Update everything in the rows below from the line containing "Phrase: winglet" down to the end of the rows by changing "aircraft" to "plane" and leaving the rest unchanged. Omit the pictures from your answer.

Begin

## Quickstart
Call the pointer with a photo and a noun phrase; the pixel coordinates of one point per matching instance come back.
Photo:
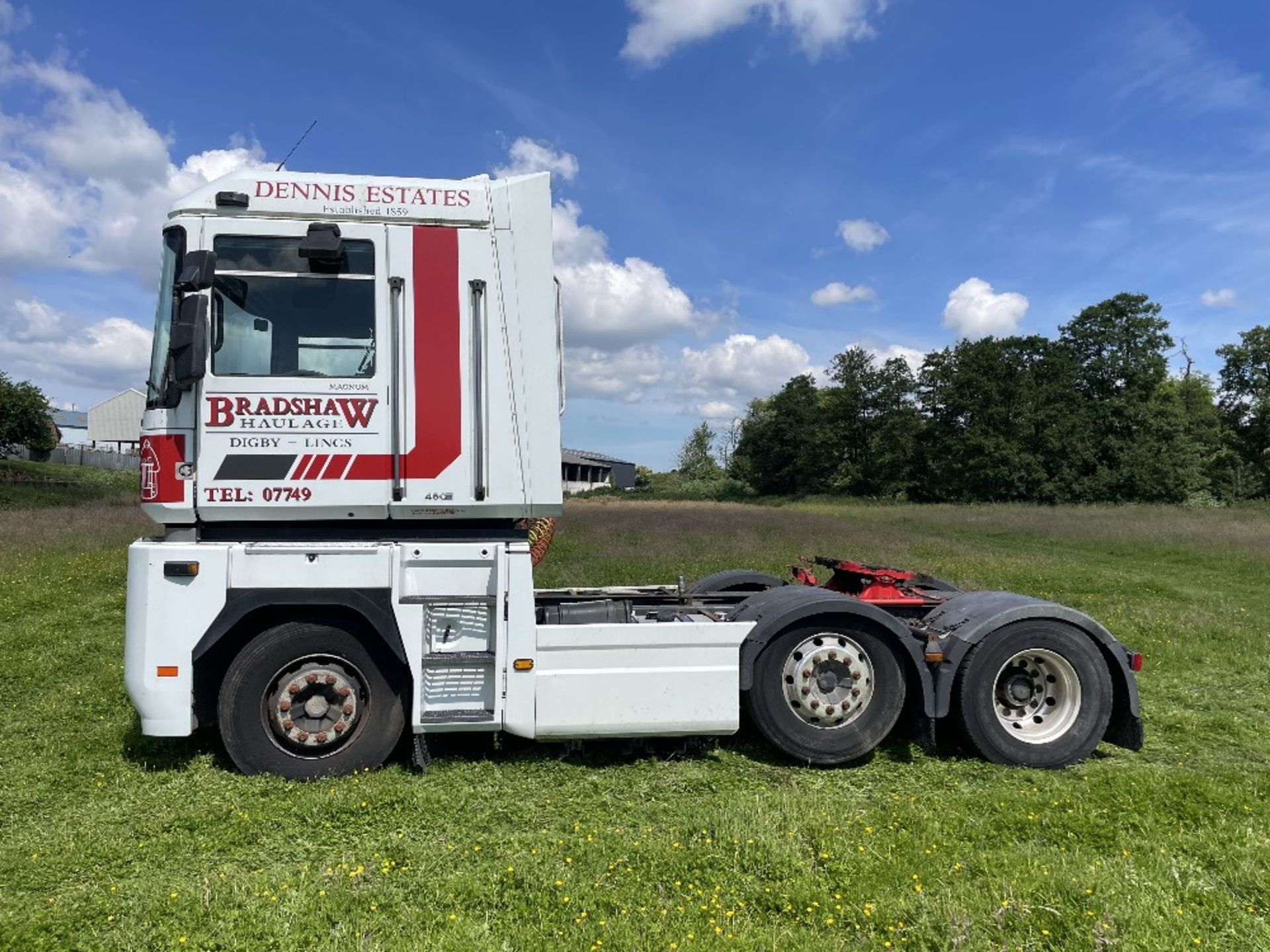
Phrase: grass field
(31, 485)
(113, 841)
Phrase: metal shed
(117, 419)
(582, 470)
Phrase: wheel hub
(316, 706)
(1016, 690)
(828, 681)
(1038, 696)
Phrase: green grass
(24, 485)
(113, 841)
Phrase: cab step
(455, 659)
(461, 716)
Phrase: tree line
(1090, 415)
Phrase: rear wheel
(826, 695)
(736, 580)
(304, 701)
(1035, 694)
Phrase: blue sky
(743, 187)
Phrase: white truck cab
(353, 409)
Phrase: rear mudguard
(955, 627)
(968, 619)
(778, 610)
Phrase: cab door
(299, 379)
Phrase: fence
(80, 455)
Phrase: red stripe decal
(335, 467)
(436, 371)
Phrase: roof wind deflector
(321, 243)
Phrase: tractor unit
(352, 419)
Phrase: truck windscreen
(276, 314)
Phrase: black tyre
(736, 580)
(304, 701)
(826, 694)
(1035, 694)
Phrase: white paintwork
(673, 678)
(325, 197)
(164, 621)
(588, 681)
(505, 239)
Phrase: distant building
(582, 470)
(117, 419)
(71, 426)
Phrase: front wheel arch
(254, 612)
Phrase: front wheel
(304, 701)
(1035, 694)
(826, 695)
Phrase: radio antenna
(298, 145)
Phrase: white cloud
(861, 234)
(718, 411)
(85, 182)
(663, 26)
(624, 375)
(36, 321)
(13, 18)
(527, 155)
(614, 305)
(1222, 298)
(574, 243)
(742, 366)
(839, 294)
(112, 353)
(611, 305)
(976, 311)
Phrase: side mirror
(321, 243)
(197, 272)
(189, 343)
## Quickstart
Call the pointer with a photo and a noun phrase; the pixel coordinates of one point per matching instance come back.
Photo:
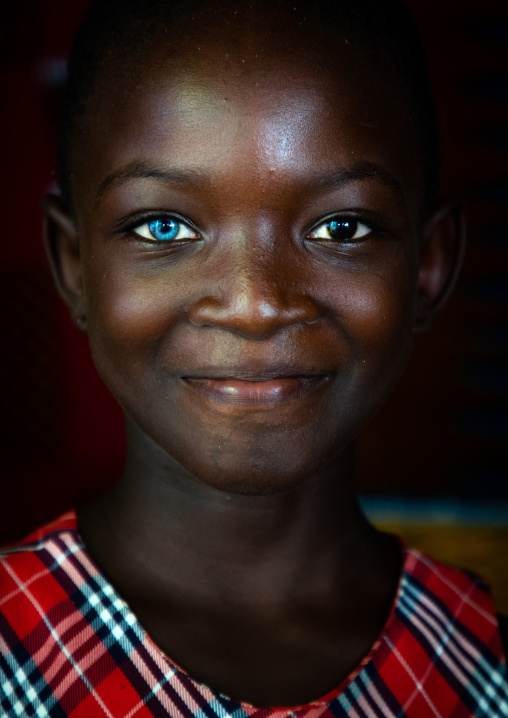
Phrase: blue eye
(346, 229)
(165, 229)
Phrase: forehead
(271, 94)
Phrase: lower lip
(273, 392)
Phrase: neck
(181, 536)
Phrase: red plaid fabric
(70, 646)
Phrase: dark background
(444, 432)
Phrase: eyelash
(176, 226)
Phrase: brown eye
(346, 229)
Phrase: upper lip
(252, 374)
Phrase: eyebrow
(362, 171)
(142, 170)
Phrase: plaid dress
(70, 646)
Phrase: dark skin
(249, 351)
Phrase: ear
(63, 252)
(441, 255)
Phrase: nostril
(253, 316)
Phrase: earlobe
(62, 249)
(441, 255)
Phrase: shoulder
(457, 600)
(503, 630)
(27, 567)
(65, 522)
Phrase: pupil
(341, 229)
(163, 228)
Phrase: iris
(164, 229)
(342, 229)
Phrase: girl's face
(247, 219)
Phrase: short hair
(382, 25)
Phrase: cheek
(380, 319)
(129, 314)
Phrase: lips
(263, 390)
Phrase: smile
(256, 392)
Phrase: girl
(247, 231)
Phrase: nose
(258, 292)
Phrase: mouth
(263, 390)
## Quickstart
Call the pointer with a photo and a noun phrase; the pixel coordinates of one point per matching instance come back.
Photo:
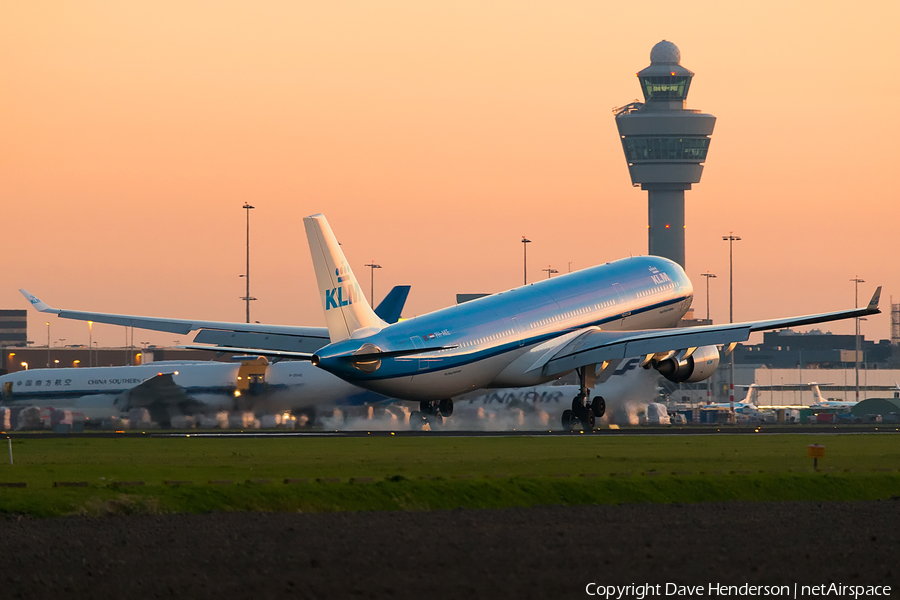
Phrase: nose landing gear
(431, 413)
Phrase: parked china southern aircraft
(522, 337)
(171, 388)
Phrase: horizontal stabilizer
(252, 351)
(379, 355)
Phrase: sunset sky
(433, 136)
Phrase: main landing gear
(583, 412)
(432, 413)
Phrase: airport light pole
(247, 298)
(525, 242)
(856, 281)
(731, 238)
(708, 276)
(372, 266)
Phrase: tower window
(665, 87)
(640, 149)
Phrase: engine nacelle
(697, 367)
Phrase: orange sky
(433, 138)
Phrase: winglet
(42, 306)
(873, 303)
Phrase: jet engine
(697, 366)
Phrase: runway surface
(544, 552)
(361, 432)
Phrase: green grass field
(410, 473)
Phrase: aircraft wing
(223, 333)
(596, 346)
(160, 388)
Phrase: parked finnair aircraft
(522, 337)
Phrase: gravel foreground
(543, 552)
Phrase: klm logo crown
(342, 295)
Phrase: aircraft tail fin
(346, 308)
(818, 398)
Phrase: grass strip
(400, 493)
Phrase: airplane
(521, 337)
(226, 333)
(169, 388)
(628, 387)
(749, 405)
(172, 388)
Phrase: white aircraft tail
(818, 398)
(346, 308)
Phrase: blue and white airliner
(521, 337)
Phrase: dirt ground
(543, 552)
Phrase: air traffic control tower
(665, 146)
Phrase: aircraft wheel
(446, 407)
(578, 404)
(598, 406)
(587, 421)
(567, 420)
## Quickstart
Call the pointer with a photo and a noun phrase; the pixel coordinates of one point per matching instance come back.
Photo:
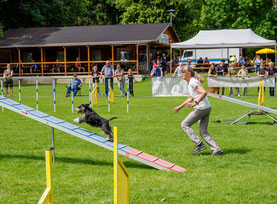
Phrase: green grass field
(83, 172)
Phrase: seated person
(159, 64)
(206, 62)
(200, 62)
(76, 83)
(34, 68)
(16, 69)
(156, 71)
(56, 67)
(77, 67)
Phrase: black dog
(93, 119)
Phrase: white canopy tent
(226, 38)
(240, 38)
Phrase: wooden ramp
(88, 136)
(265, 110)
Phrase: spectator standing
(164, 61)
(34, 68)
(220, 71)
(56, 66)
(262, 72)
(202, 108)
(206, 62)
(243, 73)
(272, 72)
(76, 84)
(8, 73)
(131, 79)
(212, 73)
(178, 70)
(241, 61)
(119, 73)
(200, 64)
(151, 60)
(95, 74)
(159, 64)
(77, 67)
(156, 71)
(257, 63)
(108, 71)
(232, 73)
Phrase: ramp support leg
(53, 144)
(275, 120)
(242, 116)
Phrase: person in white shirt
(178, 70)
(199, 101)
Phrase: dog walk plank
(39, 114)
(84, 134)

End

Reply:
Phrase: winglet
(42, 306)
(873, 303)
Phrase: jet engine
(697, 366)
Phrase: runway surface
(544, 552)
(361, 432)
Phrase: green grass field
(410, 473)
Phrase: plane wing
(223, 333)
(596, 346)
(160, 388)
Phrase: parked finnair plane
(522, 337)
Phrase: gravel foreground
(543, 552)
Phrase: klm logo crown
(342, 295)
Phrase: plane tail fin
(346, 308)
(818, 398)
Phrase: grass strip
(400, 493)
Phrase: airplane
(521, 337)
(226, 333)
(169, 388)
(628, 387)
(749, 405)
(172, 388)
Phrase: white plane tail
(818, 398)
(346, 308)
Phrase: blue and white airliner
(521, 337)
Phrase: dirt ground
(543, 552)
Phrase: air traffic control tower
(665, 146)
Phrase: plane wheel
(446, 407)
(578, 404)
(598, 406)
(587, 421)
(567, 420)
## Quickstart
Call the pointer with a photo and a noun phrase; the pixel coordinates of one point per matching instance come back.
Photo:
Phrase: green grass field
(83, 172)
Phrase: seated person
(159, 64)
(206, 62)
(200, 62)
(76, 83)
(34, 68)
(16, 69)
(156, 71)
(56, 67)
(77, 67)
Phrase: black dog
(93, 119)
Phrase: white canopy tent
(226, 38)
(240, 38)
Phrase: wooden ramp
(88, 136)
(265, 110)
Phrase: spectator standing
(164, 61)
(34, 68)
(220, 71)
(56, 66)
(262, 72)
(202, 108)
(206, 62)
(243, 73)
(272, 72)
(76, 84)
(8, 73)
(131, 79)
(212, 73)
(178, 70)
(241, 61)
(119, 73)
(200, 64)
(151, 60)
(95, 74)
(159, 64)
(77, 67)
(156, 71)
(257, 63)
(108, 71)
(232, 73)
Phrase: ramp support leg
(53, 144)
(275, 120)
(242, 116)
Phrase: person in white shirt
(178, 70)
(199, 101)
Phrase: dog walk plank
(39, 114)
(84, 134)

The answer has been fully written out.